__PROBLEM REQUIREMENTS__.
Quote the records word for word, starting with the line that contains "Query: white jeans" and going on through the line that contains "(1075, 153)", with both of those lines included.

__RECORDS PROVIDED__.

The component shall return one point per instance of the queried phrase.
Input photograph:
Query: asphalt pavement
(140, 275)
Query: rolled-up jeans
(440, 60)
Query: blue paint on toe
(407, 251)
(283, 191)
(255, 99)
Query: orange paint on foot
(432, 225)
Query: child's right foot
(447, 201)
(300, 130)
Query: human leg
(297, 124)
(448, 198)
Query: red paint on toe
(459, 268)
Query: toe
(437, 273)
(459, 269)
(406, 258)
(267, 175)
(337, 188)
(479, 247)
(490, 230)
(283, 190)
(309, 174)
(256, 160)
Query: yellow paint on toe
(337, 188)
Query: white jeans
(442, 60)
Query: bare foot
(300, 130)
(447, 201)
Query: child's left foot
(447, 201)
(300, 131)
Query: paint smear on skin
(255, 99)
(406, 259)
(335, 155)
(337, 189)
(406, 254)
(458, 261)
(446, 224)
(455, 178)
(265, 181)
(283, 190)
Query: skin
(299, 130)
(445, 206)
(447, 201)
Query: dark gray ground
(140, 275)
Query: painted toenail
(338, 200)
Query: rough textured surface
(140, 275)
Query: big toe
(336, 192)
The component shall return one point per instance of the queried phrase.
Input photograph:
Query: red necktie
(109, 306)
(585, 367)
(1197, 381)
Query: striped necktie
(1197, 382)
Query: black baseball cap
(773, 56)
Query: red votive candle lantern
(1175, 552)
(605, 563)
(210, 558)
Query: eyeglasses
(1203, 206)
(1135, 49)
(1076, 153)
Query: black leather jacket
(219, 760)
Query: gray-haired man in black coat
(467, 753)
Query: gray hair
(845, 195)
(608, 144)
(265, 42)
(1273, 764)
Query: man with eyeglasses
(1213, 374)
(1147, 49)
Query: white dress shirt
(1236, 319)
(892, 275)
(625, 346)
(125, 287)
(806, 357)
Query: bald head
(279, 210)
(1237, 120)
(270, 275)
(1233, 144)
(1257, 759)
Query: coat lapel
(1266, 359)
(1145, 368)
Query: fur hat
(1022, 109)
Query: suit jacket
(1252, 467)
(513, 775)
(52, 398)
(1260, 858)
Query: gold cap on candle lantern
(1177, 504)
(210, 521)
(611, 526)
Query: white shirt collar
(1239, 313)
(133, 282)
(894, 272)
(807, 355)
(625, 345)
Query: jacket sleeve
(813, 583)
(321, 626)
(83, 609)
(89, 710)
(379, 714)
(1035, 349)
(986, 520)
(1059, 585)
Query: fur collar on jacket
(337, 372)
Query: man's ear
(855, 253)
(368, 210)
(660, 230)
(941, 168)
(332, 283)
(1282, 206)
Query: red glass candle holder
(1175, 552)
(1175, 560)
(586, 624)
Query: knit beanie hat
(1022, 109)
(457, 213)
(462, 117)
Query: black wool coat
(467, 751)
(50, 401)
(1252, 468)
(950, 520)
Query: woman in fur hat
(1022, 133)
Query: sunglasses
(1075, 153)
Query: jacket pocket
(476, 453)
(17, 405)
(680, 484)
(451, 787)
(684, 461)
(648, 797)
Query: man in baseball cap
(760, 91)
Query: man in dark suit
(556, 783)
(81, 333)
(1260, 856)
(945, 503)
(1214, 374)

__EXERCISE SOLUTION__.
Query: white jeans
(442, 60)
Query: bare foot
(300, 130)
(447, 201)
Query: child's left foot
(447, 201)
(300, 131)
Query: paint smear on skin
(255, 99)
(406, 259)
(335, 155)
(337, 189)
(406, 254)
(458, 261)
(446, 224)
(455, 178)
(265, 181)
(283, 190)
Query: skin
(299, 130)
(445, 206)
(447, 201)
Query: dark gray ground
(140, 275)
Query: painted toenail
(338, 200)
Query: rough textured surface
(140, 275)
Query: big toe
(336, 192)
The component shall return one point per instance of the queried phrase.
Input photograph:
Query: red necktie
(109, 306)
(585, 367)
(1197, 381)
Query: striped necktie
(1197, 382)
Query: black baseball cap
(773, 56)
Query: red votive candle lantern
(1175, 552)
(605, 563)
(210, 558)
Query: eyeglasses
(1203, 206)
(1135, 49)
(1076, 153)
Query: black leather jacket
(219, 760)
Query: gray-haired man in black coat
(467, 753)
Query: gray hair
(845, 195)
(608, 144)
(265, 42)
(1273, 764)
Query: man with eyeglasses
(1213, 374)
(1147, 49)
Query: white dress shirt
(1236, 319)
(892, 275)
(625, 346)
(125, 287)
(806, 357)
Query: bald head
(279, 210)
(1237, 120)
(270, 275)
(1233, 144)
(1257, 759)
Query: coat lapel
(1266, 359)
(1145, 368)
Query: fur hat
(1022, 109)
Query: suit jacket
(1252, 467)
(513, 775)
(52, 398)
(1260, 858)
Query: gold cap on candle lantern
(1177, 504)
(210, 521)
(611, 526)
Query: white shirt collar
(1239, 313)
(133, 282)
(894, 272)
(807, 355)
(625, 345)
Query: jacket sleeve
(813, 583)
(321, 626)
(83, 609)
(89, 710)
(379, 714)
(1035, 349)
(986, 520)
(1059, 585)
Query: fur collar on jacket
(337, 372)
Query: man's ear
(855, 253)
(368, 210)
(660, 230)
(941, 168)
(332, 283)
(1282, 206)
Query: red glass candle holder
(1175, 552)
(1175, 560)
(586, 624)
Query: knit beanie hat
(1022, 109)
(457, 213)
(462, 117)
Query: black wool coat
(467, 751)
(50, 401)
(1252, 468)
(950, 520)
Query: woman in fur hat
(1022, 133)
Query: sunglasses
(1075, 153)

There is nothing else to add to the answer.